__Written request__
Resume the passage below about growing up with parents who worked hard to get ahead, carrying on right after its last sentence.

__Provided text__
◆ ◆ ◆ ◆ ◆ ◆ ◆

My parents knew what it meant to struggle. Like so many parents before and since they overcame long odds to improve their lot in life, and they did it the hard way: through hard work. They saw firsthand in their childhoods how hard it can be to make it in life. Despite their parents' hard work and the relative prosperity of the time, just to have enough food to feed the family and the occasional luxurious trip to the doctor or dentist were often beyond their means.
When it came time to raise their family, they were going to make sure that their son would grow into a man. A real man. I was raised to be able to think for myself, to build an engine, to fix a car, or the house, to drive a stick, to shoot, fish, work, and fight. My parents hoped I would be able to defeat life's difficulties, in turn becoming a master of the world I would inhabit.

◆ ◆ ◆ ◆ ◆ ◆ ◆

__Data shown__
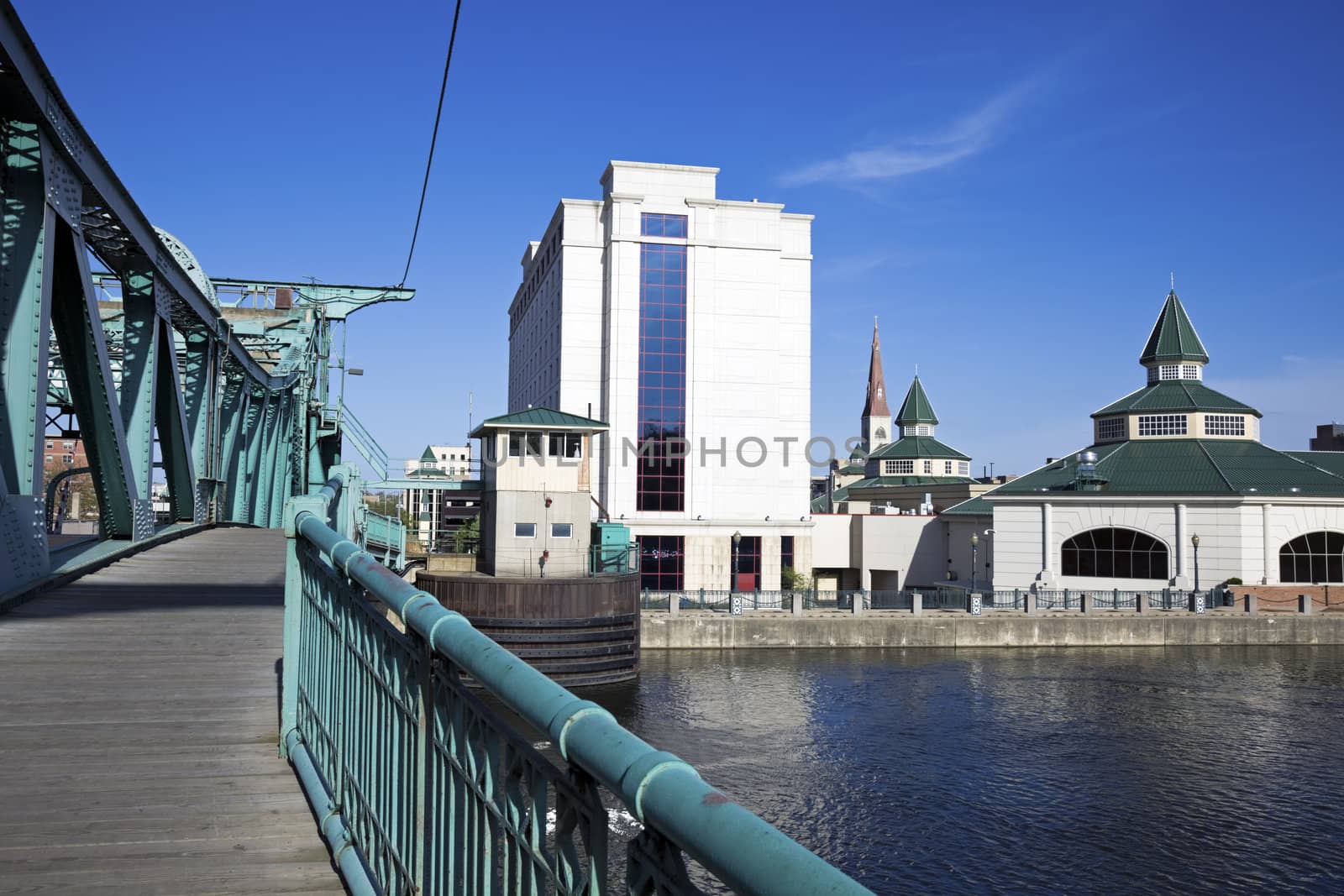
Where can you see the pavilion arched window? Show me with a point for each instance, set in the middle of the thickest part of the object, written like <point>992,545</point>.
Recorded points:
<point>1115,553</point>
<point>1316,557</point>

◆ ◆ ◆ ◆ ◆ ◆ ◆

__Result of this exercise__
That approach seems to be the safest. If trouble always comes from without, then the answer to overcoming challenges must come from within. This seems to be a wise, safe course. When nothing can be counted on, it is best to be able to count on yourself. This is an attractive philosophy: lofty and rugged, readymade for a real man and yet simultaneously, it is also a hopeless philosophy.
Philosopher Friedrich Nietzsche saw the world similarly. He expresses this view through the words of a nameless madman in The Gay Science (The Joyful Wisdom):
Have you not heard of that madman who lit a lantern in the bright morning hours, ran to the market-place, and cried incessantly: "I am looking for God! I am looking for God!"
As many of those who did not believe in God were standing together there, he excited considerable laughter. Have you lost him, then? said one. Did he lose his way like a child? said another. Or is he hiding? Is he afraid of us? Has he gone on a voyage? or emigrated? Thus they shouted and laughed. The madman sprang into their midst and pierced them with his glances.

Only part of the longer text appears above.